> _ОТРЫВОК ПИСЬМА_
_ _ _

Один мой товарищ – я о нем Вам рассказывал: внучатый племянник Фрумкина, я с ним подружился на севере, – просил Вас поблагодарить за слова о Фрумкине в "Отблеске костра". Он прочитал книжку и в восторге. Я ему написал о рассказе в "Советском спорте". Он пошел в читальню (это было в Туапсе) и стал его искать в подшивке и, представьте, рассказ там вырван...
Как Ваши дела со сценарием? Вступили ли Вы уже на крестный путь "первых поправок" и как вообще все идет?
Думаю, что после февраля буду свободен для нашего сценария, если найду, где жить в Москве.
Он мне очень нужен. По многим и разным мотивам. Я сейчас живу у Эммы, но если приедет ее мать, то тут будет тесновато.

_ _ _

> _ПЕРЕЧЕНЬ_
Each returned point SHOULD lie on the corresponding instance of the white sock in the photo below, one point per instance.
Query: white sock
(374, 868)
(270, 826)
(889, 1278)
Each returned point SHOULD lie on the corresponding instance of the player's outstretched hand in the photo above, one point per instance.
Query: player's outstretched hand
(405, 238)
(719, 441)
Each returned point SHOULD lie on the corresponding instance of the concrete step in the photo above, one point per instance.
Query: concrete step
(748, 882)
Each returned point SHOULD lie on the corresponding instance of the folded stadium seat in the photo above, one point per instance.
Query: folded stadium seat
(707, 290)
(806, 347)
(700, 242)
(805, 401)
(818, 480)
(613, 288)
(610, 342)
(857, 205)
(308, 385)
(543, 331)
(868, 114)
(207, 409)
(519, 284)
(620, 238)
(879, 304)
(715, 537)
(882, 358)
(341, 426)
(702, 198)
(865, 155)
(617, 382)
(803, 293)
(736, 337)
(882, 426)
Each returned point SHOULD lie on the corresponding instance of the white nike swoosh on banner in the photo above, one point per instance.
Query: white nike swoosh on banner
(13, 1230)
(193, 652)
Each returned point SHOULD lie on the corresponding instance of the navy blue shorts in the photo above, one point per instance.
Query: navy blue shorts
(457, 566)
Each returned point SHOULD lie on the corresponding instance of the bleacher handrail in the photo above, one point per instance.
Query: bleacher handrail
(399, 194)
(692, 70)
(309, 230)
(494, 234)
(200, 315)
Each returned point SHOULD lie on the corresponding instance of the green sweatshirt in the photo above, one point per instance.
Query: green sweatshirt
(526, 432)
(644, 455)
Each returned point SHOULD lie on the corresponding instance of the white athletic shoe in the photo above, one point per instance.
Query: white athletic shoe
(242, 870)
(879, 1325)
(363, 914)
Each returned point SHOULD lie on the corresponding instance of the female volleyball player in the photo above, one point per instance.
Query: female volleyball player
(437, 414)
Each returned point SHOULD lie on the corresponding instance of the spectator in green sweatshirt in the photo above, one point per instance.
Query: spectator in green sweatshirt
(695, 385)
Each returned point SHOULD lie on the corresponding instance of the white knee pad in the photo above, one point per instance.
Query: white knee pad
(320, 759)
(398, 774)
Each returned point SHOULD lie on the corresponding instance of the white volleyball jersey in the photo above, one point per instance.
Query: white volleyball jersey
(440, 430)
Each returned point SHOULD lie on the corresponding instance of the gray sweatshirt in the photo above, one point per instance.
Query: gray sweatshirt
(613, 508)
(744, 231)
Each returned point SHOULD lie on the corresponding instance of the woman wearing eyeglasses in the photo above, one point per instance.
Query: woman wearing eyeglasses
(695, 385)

_ _ _

> _ЧАСТИ УПРАЖНЕНИЯ_
A – В каком городе, согласно отрывку письма, товарищ искал рассказ в подшивке?
B – Перепишите из отрывка письма без изменений всё, что идет от «Думаю, что после» вниз до «тут будет тесновато.» включительно.

> _РЕШЕНИЯ ПО ПОРЯДКУ_
A – В Туапсе.

B –
Думаю, что после февраля буду свободен для нашего сценария, если найду, где жить в Москве.
Он мне очень нужен. По многим и разным мотивам. Я сейчас живу у Эммы, но если приедет ее мать, то тут будет тесновато.